PROBLEMS AND TASKS:
1) Duplicate, word for word, the stretch of the snow-day essay from "The baby next" through "thrown her way.".
2) In the snow-day essay, which things does it say the piles of snow mounded on? List them all.

STUDY TEXT:

The City was silent last night. But for the sound of salt trucks and snow plows, an unnatural, yet welcome silence blanketed the City. Yes, a blanket. Puffy, white piles of snow mounded on the sidewalks, cars, trees, fences.
But now we’re getting back to “normal,” that is, what is abnormal: the busyness of the City. I hear distant sirens; is it some poor ill soul or a vehicular accident?
Restarting trains and buses, the MTA’s progress seems to be a health report of the City. The transit system is its pulse, its heart, and its medical condition is revealed in the transit schedule. Right now, there are no buses on Broadway—at least none I can hear—and I usually can hear them.
The baby next door cries and quiets. A few children outside sparkle the air with their amusement. My husband, home from work, makes cooking and washing up noises from the kitchen. It is peaceful. An automobile drives by, its tires sounding slushy. Someone’s shovel scrapes the sidewalk.
This lassitude, this ease, this torpor, this languor, this lethargy, this tranquility, this calm—THIS is what it’s like to live “out of town,” i.e., NOT in New York City. Peacefulness. As much as I like the activity in the City, I miss the quiet of “town,” my type of normal, snowy day.
A snow day is rare. Rarer still is subway shutdown. Is the patient moribund? Or just having a heart transplant? I hope it’s the latter. NYC can do with a change of attitude. A storm can take her to her knees but won’t take her down all the way. She’ll rise again, a remade entity, and wait for the next challenge thrown her way.
We’re safe, we’re warm, we’re well-fed. We’re grateful and taken care of.

DATA UNDER STUDY:
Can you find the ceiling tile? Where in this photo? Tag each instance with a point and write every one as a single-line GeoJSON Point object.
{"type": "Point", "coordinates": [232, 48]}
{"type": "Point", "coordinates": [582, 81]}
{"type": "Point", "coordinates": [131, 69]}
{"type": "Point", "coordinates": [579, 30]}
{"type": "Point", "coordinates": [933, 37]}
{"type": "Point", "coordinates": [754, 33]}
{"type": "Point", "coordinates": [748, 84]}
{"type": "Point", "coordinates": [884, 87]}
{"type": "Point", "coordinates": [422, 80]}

RESPONSE LIST:
1)
The baby next door cries and quiets. A few children outside sparkle the air with their amusement. My husband, home from work, makes cooking and washing up noises from the kitchen. It is peaceful. An automobile drives by, its tires sounding slushy. Someone’s shovel scrapes the sidewalk.
This lassitude, this ease, this torpor, this languor, this lethargy, this tranquility, this calm—THIS is what it’s like to live “out of town,” i.e., NOT in New York City. Peacefulness. As much as I like the activity in the City, I miss the quiet of “town,” my type of normal, snowy day.
A snow day is rare. Rarer still is subway shutdown. Is the patient moribund? Or just having a heart transplant? I hope it’s the latter. NYC can do with a change of attitude. A storm can take her to her knees but won’t take her down all the way. She’ll rise again, a remade entity, and wait for the next challenge thrown her way.

2) sidewalks, cars, trees, fences